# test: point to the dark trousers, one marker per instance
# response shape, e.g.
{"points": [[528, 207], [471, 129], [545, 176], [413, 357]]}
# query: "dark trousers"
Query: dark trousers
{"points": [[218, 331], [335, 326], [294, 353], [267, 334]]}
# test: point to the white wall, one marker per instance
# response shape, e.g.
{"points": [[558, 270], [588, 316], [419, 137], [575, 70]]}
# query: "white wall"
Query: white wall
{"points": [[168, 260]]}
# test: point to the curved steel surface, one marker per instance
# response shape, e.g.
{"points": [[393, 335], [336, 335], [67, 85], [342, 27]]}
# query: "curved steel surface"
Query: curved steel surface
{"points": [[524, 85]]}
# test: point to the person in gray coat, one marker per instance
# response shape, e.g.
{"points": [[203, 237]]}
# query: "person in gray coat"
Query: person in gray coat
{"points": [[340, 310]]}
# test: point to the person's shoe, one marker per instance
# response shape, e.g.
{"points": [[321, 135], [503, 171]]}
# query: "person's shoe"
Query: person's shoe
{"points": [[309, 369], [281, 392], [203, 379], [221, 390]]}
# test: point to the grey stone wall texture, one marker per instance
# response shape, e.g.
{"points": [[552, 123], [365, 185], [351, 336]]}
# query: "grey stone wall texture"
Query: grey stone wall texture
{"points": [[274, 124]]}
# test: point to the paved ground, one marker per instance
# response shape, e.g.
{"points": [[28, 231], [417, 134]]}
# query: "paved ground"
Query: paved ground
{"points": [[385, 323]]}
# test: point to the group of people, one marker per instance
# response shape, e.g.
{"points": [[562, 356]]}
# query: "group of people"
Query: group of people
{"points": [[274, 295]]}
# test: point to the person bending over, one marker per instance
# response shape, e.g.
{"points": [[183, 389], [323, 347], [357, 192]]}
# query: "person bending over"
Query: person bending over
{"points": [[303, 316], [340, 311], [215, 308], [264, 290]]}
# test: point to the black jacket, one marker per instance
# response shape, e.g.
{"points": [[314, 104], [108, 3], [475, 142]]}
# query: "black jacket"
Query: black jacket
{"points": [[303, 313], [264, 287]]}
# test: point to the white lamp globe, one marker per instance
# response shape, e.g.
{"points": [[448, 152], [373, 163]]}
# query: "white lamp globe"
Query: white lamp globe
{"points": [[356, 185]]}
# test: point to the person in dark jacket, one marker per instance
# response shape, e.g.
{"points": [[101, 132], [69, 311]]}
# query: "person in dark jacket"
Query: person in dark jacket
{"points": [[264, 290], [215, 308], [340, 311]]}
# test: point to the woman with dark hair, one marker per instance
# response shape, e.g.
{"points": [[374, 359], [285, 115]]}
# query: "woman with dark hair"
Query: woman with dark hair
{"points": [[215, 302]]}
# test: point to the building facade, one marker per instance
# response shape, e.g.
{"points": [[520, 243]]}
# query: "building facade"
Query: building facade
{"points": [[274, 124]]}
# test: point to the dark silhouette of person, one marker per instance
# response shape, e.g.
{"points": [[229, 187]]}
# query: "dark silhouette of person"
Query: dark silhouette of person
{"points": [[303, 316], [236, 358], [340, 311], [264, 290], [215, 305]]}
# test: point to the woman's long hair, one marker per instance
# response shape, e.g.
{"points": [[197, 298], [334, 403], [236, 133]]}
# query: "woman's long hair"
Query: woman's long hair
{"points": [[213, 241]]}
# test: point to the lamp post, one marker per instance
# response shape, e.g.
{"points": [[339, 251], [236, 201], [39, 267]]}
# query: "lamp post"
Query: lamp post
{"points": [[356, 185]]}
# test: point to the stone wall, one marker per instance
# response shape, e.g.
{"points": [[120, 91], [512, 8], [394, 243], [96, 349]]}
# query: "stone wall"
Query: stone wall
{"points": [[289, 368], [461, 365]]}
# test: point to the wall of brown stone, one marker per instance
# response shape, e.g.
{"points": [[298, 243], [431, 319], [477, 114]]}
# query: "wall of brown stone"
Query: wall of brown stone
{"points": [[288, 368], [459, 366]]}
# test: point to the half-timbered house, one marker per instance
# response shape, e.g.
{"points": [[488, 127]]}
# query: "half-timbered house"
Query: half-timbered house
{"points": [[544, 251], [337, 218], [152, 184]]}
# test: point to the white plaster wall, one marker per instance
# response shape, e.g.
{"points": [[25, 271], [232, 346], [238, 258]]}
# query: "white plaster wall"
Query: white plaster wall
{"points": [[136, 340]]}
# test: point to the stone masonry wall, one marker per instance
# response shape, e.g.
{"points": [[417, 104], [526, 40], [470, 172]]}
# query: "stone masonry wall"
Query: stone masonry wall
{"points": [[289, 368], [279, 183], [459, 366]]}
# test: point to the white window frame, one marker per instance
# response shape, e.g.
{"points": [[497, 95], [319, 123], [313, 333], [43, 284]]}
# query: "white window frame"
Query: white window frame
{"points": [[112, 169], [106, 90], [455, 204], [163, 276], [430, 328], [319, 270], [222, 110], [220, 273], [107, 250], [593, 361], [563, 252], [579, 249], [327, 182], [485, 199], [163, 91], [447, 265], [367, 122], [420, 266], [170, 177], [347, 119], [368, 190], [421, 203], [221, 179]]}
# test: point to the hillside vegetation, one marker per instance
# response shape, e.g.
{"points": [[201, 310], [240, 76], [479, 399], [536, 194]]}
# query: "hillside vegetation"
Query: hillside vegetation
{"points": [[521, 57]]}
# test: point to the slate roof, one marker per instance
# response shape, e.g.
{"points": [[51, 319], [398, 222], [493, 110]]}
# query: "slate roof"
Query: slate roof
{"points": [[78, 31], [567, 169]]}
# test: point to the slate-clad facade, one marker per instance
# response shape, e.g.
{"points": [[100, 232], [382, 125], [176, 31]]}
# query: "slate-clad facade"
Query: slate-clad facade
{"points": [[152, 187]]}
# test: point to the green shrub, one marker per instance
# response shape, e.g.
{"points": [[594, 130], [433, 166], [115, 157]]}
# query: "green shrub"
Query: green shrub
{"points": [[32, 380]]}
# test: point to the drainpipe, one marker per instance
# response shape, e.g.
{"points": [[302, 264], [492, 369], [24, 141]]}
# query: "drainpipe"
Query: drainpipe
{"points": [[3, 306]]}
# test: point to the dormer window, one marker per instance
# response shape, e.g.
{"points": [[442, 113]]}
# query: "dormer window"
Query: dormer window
============================================================
__PROBLEM TO WORK ON__.
In the entries above, work out how many lines contain the string "dormer", and give only that number.

__YOUR RESPONSE__.
3